Reproduce sin ningún cambio todas las líneas de los registros que siguen.

> _REGISTROS PROPORCIONADOS_
━━━━━━━━━━
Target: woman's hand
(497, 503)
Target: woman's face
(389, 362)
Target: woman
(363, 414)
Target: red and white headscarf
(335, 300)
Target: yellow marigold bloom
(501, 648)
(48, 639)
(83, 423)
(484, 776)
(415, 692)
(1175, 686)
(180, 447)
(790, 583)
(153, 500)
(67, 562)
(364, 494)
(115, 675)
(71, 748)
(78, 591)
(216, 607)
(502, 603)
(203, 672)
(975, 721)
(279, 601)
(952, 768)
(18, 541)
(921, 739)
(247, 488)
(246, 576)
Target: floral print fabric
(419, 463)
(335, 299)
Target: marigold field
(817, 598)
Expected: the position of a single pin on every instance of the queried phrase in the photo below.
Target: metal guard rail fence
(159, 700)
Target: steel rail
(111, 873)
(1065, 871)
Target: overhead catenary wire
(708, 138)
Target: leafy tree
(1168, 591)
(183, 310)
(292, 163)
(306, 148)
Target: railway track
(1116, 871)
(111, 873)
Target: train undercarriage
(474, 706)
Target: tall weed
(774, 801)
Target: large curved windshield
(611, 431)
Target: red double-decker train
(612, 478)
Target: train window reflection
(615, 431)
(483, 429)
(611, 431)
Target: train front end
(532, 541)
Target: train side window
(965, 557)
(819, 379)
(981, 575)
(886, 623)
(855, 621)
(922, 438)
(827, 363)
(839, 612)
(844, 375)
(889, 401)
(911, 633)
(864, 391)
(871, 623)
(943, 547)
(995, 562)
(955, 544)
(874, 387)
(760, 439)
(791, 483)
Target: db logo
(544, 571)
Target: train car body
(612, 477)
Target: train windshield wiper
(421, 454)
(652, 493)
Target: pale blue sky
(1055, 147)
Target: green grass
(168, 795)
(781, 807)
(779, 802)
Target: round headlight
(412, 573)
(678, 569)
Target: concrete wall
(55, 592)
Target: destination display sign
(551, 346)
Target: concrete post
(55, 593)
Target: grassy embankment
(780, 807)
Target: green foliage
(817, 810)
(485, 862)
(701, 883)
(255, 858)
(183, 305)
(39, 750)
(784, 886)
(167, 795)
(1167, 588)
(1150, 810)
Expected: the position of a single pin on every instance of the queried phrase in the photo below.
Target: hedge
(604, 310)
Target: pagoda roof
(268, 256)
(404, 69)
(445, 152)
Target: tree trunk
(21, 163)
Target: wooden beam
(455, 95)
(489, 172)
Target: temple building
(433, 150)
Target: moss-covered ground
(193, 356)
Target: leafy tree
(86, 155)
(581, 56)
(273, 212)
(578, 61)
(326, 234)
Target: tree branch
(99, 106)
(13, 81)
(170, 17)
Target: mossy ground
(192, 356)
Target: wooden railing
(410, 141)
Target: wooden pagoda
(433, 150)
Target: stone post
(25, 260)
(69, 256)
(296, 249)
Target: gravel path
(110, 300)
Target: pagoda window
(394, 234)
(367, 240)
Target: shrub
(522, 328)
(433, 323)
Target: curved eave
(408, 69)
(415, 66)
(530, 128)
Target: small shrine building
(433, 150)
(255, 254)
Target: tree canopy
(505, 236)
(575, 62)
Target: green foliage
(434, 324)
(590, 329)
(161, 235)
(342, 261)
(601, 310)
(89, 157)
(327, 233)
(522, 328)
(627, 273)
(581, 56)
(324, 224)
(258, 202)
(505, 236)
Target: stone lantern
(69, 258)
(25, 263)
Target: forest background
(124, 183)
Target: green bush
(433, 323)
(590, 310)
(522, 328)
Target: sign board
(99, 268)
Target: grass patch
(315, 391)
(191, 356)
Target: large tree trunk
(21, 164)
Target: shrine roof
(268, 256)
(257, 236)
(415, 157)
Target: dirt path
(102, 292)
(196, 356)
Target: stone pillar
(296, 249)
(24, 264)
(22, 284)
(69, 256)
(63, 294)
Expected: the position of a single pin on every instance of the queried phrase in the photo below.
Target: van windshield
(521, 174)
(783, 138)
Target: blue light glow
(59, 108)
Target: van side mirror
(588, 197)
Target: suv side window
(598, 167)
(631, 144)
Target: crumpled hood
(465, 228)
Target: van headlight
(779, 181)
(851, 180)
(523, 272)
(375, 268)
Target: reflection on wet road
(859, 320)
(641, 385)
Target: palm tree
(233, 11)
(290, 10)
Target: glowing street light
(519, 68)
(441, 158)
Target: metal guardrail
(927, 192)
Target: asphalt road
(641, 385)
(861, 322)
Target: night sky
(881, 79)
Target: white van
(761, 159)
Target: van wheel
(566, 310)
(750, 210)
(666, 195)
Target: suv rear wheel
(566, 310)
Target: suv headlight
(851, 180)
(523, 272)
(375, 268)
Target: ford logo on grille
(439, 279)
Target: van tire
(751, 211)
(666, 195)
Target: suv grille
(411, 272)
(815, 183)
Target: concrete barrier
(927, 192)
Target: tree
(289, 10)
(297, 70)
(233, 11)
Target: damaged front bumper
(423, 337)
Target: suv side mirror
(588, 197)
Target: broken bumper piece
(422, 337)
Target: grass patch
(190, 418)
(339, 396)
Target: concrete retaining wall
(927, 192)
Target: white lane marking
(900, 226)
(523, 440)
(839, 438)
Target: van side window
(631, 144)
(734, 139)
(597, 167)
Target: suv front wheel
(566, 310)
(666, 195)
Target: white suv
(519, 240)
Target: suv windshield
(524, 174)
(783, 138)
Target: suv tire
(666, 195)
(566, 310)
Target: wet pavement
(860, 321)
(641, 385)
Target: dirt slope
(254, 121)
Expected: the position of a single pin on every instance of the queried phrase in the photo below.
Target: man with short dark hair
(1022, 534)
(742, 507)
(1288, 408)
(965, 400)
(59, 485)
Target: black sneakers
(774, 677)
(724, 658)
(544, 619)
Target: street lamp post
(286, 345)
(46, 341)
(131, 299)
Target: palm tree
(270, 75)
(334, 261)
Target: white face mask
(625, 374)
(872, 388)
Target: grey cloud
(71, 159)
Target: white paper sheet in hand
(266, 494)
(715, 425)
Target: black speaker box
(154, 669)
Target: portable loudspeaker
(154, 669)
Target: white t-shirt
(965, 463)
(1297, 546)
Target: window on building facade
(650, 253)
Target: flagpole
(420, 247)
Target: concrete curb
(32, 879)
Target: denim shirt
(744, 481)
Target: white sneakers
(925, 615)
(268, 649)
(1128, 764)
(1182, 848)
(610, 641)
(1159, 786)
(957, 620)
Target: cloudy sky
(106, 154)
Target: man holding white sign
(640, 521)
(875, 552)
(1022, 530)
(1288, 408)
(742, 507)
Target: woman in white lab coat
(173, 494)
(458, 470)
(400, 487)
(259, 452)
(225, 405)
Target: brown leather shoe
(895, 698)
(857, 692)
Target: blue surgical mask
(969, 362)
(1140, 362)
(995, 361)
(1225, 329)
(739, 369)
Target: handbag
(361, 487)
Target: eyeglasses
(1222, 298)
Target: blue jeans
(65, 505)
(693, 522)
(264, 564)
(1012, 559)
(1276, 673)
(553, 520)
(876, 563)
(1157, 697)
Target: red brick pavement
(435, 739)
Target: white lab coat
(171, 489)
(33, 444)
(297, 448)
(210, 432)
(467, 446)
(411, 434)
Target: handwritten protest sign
━━━━━━━━━━
> _RESULTADO DE LA TAREA_
Target: woman's hand
(497, 503)
Target: woman's face
(389, 362)
Target: woman
(363, 414)
Target: red and white headscarf
(335, 300)
Target: yellow marigold bloom
(501, 648)
(48, 639)
(83, 423)
(484, 776)
(415, 692)
(1175, 686)
(180, 447)
(790, 583)
(153, 500)
(67, 562)
(364, 494)
(115, 675)
(71, 748)
(78, 591)
(216, 607)
(502, 603)
(203, 672)
(975, 721)
(279, 601)
(952, 768)
(18, 541)
(921, 739)
(247, 488)
(246, 576)
Target: floral print fabric
(419, 463)
(335, 299)
Target: marigold field
(817, 598)
Expected: the position of a single pin on every instance of the queried phrase in the photo below.
Target: metal guard rail fence
(159, 700)
Target: steel rail
(111, 873)
(1065, 871)
Target: overhead catenary wire
(708, 138)
Target: leafy tree
(1168, 591)
(183, 310)
(292, 163)
(306, 148)
Target: railway track
(1116, 871)
(111, 873)
Target: train undercarriage
(474, 706)
Target: tall weed
(774, 801)
Target: large curved windshield
(611, 431)
Target: red double-decker train
(612, 478)
Target: train window reflection
(615, 431)
(483, 429)
(611, 431)
Target: train front end
(532, 541)
Target: train side window
(965, 557)
(819, 379)
(981, 575)
(886, 623)
(855, 621)
(922, 438)
(827, 363)
(839, 612)
(844, 375)
(889, 401)
(911, 633)
(864, 391)
(871, 623)
(943, 547)
(995, 562)
(955, 544)
(874, 387)
(760, 439)
(791, 483)
Target: db logo
(544, 571)
Target: train car body
(612, 477)
Target: train windshield wiper
(421, 454)
(652, 493)
Target: pale blue sky
(1055, 147)
Target: green grass
(168, 795)
(781, 807)
(779, 802)
Target: round headlight
(412, 573)
(678, 569)
Target: concrete wall
(55, 592)
Target: destination display sign
(551, 346)
Target: concrete post
(55, 593)
Target: grassy embankment
(780, 807)
Target: green foliage
(817, 810)
(485, 862)
(701, 883)
(255, 858)
(183, 305)
(39, 750)
(784, 886)
(167, 795)
(1167, 588)
(1150, 810)
Expected: the position of a single pin on every instance of the queried phrase in the photo below.
Target: hedge
(604, 310)
Target: pagoda roof
(268, 256)
(404, 69)
(445, 152)
Target: tree trunk
(21, 163)
Target: wooden beam
(455, 95)
(489, 172)
Target: temple building
(433, 150)
Target: moss-covered ground
(193, 356)
Target: leafy tree
(86, 155)
(581, 56)
(273, 212)
(578, 61)
(326, 234)
Target: tree branch
(99, 106)
(13, 81)
(170, 17)
Target: mossy ground
(192, 356)
Target: wooden railing
(410, 141)
Target: wooden pagoda
(433, 150)
Target: stone post
(25, 260)
(69, 256)
(296, 249)
Target: gravel path
(110, 300)
Target: pagoda window
(394, 234)
(367, 240)
Target: shrub
(522, 328)
(433, 323)
Target: curved eave
(408, 69)
(415, 66)
(530, 128)
Target: small shrine building
(433, 150)
(255, 254)
Target: tree canopy
(505, 236)
(575, 62)
Target: green foliage
(434, 324)
(590, 329)
(161, 235)
(342, 261)
(601, 310)
(89, 157)
(327, 233)
(522, 328)
(627, 273)
(581, 56)
(324, 224)
(258, 202)
(505, 236)
Target: stone lantern
(69, 258)
(25, 263)
Target: forest background
(124, 183)
Target: green bush
(433, 323)
(590, 310)
(522, 328)
Target: sign board
(99, 268)
Target: grass patch
(315, 391)
(191, 356)
Target: large tree trunk
(21, 164)
Target: shrine roof
(268, 256)
(257, 236)
(415, 157)
Target: dirt path
(102, 292)
(196, 356)
Target: stone pillar
(296, 249)
(24, 264)
(22, 284)
(69, 256)
(63, 294)
Expected: the position of a single pin on every instance of the queried phrase in the photo below.
Target: van windshield
(521, 174)
(783, 138)
Target: blue light glow
(59, 108)
Target: van side mirror
(588, 197)
Target: suv side window
(598, 167)
(631, 144)
Target: crumpled hood
(465, 228)
Target: van headlight
(779, 181)
(851, 180)
(523, 272)
(375, 268)
Target: reflection on wet road
(859, 320)
(641, 385)
Target: palm tree
(233, 11)
(290, 10)
Target: glowing street light
(519, 68)
(441, 158)
Target: metal guardrail
(927, 192)
Target: asphalt road
(641, 385)
(861, 322)
Target: night sky
(881, 79)
Target: white van
(761, 159)
Target: van wheel
(566, 310)
(750, 210)
(666, 195)
Target: suv rear wheel
(566, 310)
Target: suv headlight
(851, 180)
(523, 272)
(375, 268)
Target: ford logo on grille
(439, 279)
Target: van tire
(751, 211)
(666, 195)
Target: suv grille
(411, 272)
(815, 183)
Target: concrete barrier
(927, 192)
Target: tree
(289, 10)
(297, 70)
(233, 11)
Target: damaged front bumper
(423, 337)
Target: suv side mirror
(588, 197)
Target: broken bumper piece
(422, 337)
Target: grass patch
(190, 418)
(339, 396)
Target: concrete retaining wall
(927, 192)
Target: white lane marking
(900, 226)
(523, 440)
(839, 438)
Target: van side window
(631, 144)
(734, 139)
(597, 167)
Target: suv front wheel
(566, 310)
(666, 195)
Target: white suv
(519, 240)
Target: suv windshield
(524, 174)
(783, 138)
Target: suv tire
(666, 195)
(566, 310)
Target: wet pavement
(860, 321)
(641, 385)
Target: dirt slope
(254, 121)
Expected: the position of a single pin on every instance of the queried phrase in the photo below.
Target: man with short dark hair
(1022, 534)
(742, 507)
(1288, 408)
(965, 400)
(59, 485)
Target: black sneakers
(774, 677)
(724, 658)
(544, 619)
Target: street lamp post
(286, 345)
(46, 341)
(131, 299)
Target: palm tree
(270, 75)
(334, 261)
Target: white face mask
(625, 374)
(872, 388)
Target: grey cloud
(71, 159)
Target: white paper sheet in hand
(266, 494)
(715, 425)
Target: black speaker box
(154, 669)
Target: portable loudspeaker
(154, 669)
Target: white t-shirt
(965, 463)
(1297, 546)
Target: window on building facade
(650, 253)
Target: flagpole
(420, 247)
Target: concrete curb
(32, 879)
Target: denim shirt
(744, 481)
Target: white sneakers
(925, 615)
(268, 649)
(1128, 764)
(1182, 848)
(610, 641)
(1159, 786)
(957, 620)
Target: cloudy sky
(106, 154)
Target: man holding white sign
(640, 521)
(875, 552)
(1022, 530)
(1288, 408)
(742, 507)
Target: woman in white lab coat
(173, 494)
(458, 470)
(400, 487)
(259, 452)
(225, 405)
Target: brown leather shoe
(895, 698)
(857, 692)
Target: blue surgical mask
(969, 362)
(1140, 362)
(995, 361)
(1225, 329)
(739, 369)
Target: handbag
(361, 487)
Target: eyeglasses
(1222, 298)
Target: blue jeans
(65, 505)
(693, 522)
(264, 564)
(1012, 559)
(1276, 673)
(553, 520)
(876, 563)
(1157, 697)
Target: red brick pavement
(435, 739)
Target: white lab coat
(171, 489)
(33, 444)
(297, 448)
(210, 432)
(467, 446)
(411, 434)
Target: handwritten protest sign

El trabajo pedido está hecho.